> _WORK ITEM_: Would you please repeat exactly the lines from the one containing "Tag each instance of the evergreen" to the end of the records, both included, and leave out the rest?
>>>>>
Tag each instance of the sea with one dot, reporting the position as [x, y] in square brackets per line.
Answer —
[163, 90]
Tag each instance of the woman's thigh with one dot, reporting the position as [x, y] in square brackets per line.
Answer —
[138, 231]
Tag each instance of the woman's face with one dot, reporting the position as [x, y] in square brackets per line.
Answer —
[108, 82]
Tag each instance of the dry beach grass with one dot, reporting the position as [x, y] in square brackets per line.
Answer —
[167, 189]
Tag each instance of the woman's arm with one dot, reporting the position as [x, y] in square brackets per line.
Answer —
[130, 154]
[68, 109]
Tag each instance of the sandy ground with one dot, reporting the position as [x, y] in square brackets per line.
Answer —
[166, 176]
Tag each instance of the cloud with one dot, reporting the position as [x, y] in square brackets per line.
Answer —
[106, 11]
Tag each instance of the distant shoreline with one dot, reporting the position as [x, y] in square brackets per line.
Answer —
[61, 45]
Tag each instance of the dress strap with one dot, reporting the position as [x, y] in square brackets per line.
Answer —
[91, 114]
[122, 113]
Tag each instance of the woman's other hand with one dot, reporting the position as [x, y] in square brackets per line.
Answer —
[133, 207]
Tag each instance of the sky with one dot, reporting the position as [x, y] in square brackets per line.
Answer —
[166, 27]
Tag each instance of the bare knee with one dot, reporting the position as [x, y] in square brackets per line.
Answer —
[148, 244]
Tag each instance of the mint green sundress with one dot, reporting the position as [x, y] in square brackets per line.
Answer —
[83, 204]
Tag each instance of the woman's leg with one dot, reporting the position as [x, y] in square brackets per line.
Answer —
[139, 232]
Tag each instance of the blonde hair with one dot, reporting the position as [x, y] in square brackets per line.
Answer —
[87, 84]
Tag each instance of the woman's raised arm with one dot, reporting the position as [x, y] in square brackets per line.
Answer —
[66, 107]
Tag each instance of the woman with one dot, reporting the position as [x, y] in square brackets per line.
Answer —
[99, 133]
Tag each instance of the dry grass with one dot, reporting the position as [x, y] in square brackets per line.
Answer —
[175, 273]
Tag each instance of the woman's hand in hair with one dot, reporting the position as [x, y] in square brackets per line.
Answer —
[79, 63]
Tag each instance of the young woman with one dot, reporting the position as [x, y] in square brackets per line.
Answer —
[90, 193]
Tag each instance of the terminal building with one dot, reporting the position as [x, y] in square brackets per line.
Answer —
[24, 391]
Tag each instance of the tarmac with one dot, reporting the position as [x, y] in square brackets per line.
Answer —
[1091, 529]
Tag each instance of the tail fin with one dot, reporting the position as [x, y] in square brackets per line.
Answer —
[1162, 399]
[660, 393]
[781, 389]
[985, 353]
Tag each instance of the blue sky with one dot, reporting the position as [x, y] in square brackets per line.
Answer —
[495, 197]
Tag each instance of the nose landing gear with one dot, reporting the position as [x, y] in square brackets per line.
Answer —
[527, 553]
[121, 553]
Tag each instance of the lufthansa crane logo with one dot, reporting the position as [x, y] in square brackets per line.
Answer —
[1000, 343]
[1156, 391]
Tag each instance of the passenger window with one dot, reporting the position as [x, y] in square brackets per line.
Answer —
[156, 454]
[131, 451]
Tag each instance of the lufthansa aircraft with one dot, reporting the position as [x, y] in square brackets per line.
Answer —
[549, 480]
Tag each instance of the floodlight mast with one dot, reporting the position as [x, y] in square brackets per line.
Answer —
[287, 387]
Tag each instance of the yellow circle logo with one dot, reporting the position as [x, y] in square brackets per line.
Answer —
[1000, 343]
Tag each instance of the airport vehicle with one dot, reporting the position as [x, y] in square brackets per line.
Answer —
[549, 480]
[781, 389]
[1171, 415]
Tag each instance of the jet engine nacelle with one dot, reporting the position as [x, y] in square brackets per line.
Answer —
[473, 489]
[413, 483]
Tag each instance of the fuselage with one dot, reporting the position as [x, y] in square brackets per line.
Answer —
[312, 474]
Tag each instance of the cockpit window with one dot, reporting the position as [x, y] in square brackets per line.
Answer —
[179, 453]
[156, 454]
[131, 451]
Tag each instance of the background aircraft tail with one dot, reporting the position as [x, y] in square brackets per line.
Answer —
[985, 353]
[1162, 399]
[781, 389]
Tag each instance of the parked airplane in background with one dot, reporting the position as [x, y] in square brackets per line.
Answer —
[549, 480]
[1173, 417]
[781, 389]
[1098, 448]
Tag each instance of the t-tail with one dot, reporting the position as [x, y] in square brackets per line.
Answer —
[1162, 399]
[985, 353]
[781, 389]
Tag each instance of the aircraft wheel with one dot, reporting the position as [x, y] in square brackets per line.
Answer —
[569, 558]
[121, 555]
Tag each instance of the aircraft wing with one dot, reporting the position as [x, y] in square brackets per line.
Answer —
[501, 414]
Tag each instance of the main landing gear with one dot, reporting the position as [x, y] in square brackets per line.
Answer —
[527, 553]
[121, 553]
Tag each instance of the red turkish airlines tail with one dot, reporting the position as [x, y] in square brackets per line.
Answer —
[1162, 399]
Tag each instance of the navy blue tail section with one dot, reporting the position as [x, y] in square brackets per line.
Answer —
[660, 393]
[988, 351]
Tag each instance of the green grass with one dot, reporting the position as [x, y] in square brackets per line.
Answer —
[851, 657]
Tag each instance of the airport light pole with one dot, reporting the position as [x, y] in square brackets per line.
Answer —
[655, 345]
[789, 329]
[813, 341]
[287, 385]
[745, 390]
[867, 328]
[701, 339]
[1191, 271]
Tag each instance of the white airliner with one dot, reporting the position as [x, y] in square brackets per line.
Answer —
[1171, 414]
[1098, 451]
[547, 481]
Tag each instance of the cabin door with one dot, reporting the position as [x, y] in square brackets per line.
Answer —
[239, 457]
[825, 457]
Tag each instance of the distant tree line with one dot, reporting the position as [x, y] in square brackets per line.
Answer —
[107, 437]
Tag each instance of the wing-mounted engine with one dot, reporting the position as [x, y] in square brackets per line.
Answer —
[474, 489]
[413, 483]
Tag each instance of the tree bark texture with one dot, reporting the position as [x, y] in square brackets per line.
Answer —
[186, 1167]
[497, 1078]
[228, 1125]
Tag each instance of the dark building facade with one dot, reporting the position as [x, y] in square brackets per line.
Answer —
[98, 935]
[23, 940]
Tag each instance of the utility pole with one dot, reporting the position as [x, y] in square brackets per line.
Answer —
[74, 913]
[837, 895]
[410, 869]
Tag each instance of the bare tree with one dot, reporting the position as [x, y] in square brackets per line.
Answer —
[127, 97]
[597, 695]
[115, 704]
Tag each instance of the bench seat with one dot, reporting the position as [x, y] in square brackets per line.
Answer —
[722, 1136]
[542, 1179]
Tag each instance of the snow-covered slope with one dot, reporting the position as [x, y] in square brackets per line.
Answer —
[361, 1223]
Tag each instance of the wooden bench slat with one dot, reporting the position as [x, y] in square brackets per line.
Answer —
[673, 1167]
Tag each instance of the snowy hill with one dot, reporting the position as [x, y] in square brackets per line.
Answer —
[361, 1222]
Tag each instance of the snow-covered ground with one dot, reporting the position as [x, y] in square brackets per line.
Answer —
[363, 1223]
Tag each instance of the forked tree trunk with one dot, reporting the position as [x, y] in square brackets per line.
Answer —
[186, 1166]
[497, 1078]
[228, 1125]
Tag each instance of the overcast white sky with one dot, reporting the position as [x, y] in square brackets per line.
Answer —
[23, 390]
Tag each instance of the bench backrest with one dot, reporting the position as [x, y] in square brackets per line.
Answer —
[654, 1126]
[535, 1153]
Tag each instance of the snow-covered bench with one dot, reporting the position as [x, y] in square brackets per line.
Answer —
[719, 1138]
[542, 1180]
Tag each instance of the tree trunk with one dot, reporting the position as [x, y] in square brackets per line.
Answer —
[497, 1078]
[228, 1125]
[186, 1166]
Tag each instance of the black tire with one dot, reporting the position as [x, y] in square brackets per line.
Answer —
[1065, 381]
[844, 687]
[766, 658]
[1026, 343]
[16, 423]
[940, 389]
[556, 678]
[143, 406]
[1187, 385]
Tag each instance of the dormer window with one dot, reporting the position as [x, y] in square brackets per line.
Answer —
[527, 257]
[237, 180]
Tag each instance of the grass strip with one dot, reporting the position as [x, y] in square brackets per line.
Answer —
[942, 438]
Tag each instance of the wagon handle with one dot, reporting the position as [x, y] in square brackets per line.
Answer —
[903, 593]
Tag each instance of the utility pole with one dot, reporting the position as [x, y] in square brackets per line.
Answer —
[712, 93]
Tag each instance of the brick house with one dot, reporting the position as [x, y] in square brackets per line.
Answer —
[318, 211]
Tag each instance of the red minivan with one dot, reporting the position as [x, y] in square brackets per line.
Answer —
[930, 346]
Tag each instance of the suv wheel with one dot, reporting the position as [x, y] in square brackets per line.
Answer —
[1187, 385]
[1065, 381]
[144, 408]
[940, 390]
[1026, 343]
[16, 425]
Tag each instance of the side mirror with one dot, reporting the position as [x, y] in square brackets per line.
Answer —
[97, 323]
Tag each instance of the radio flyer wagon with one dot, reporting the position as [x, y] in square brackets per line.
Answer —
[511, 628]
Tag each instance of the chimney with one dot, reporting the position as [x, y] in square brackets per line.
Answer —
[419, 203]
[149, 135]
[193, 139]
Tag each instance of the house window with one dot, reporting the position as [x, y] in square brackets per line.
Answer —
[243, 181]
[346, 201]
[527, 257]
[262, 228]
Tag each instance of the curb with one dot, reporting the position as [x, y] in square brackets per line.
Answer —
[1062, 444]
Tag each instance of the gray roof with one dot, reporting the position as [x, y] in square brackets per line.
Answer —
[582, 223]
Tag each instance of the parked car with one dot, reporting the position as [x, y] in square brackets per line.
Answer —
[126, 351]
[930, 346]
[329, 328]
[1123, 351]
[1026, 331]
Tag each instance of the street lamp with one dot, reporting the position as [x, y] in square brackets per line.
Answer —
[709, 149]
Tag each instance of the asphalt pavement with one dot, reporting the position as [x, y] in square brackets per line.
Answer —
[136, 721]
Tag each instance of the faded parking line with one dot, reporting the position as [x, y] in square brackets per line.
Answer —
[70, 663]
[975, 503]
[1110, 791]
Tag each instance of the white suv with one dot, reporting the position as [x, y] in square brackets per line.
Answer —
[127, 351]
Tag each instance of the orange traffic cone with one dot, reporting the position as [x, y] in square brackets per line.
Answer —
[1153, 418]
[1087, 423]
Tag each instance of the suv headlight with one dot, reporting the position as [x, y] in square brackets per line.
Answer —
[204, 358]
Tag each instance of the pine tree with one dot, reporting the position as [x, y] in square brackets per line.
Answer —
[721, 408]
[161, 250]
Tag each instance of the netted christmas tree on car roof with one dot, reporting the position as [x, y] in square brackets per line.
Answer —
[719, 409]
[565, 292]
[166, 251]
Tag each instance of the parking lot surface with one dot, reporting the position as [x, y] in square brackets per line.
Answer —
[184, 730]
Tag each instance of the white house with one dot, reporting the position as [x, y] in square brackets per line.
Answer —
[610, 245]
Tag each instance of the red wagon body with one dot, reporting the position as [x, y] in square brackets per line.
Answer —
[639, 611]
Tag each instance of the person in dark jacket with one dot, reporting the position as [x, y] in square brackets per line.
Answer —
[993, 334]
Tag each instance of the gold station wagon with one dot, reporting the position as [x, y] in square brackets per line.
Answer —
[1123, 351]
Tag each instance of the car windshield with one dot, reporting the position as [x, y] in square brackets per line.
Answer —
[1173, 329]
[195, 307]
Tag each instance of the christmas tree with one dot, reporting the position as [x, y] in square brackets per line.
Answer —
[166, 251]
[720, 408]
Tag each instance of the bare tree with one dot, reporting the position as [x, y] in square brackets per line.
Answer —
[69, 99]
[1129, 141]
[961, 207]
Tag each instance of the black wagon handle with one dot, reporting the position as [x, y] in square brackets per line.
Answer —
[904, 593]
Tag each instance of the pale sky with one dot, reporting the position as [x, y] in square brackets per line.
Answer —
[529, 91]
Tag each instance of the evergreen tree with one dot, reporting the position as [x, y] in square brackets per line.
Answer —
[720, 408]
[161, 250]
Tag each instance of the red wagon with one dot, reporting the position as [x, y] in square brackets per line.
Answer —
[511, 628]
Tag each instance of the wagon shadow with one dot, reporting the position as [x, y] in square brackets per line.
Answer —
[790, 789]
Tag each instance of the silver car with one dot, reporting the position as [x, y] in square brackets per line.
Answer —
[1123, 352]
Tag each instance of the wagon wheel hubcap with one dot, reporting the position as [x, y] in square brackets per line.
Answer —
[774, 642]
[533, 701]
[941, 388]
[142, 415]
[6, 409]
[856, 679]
<<<<<
> _SOLUTION_:
Tag each instance of the evergreen tree with one dot, reporting the position as [x, y] in square brackets per line.
Answer —
[720, 408]
[161, 250]
Tag each instance of the red wagon with one dot, reporting the position as [x, y] in square brackets per line.
Answer —
[511, 628]
Tag each instance of the wagon shadow with one dot, reporting the position as [x, y] in square brackets per line.
Answer —
[790, 789]
Tag each instance of the silver car with one dot, reporting the position as [x, y] in square brackets per line.
Answer —
[1123, 352]
Tag each instance of the wagon wheel hubcap with one dot, reporting the position as [x, y] in square brackets per line.
Answer —
[774, 642]
[533, 701]
[941, 388]
[142, 415]
[6, 409]
[856, 679]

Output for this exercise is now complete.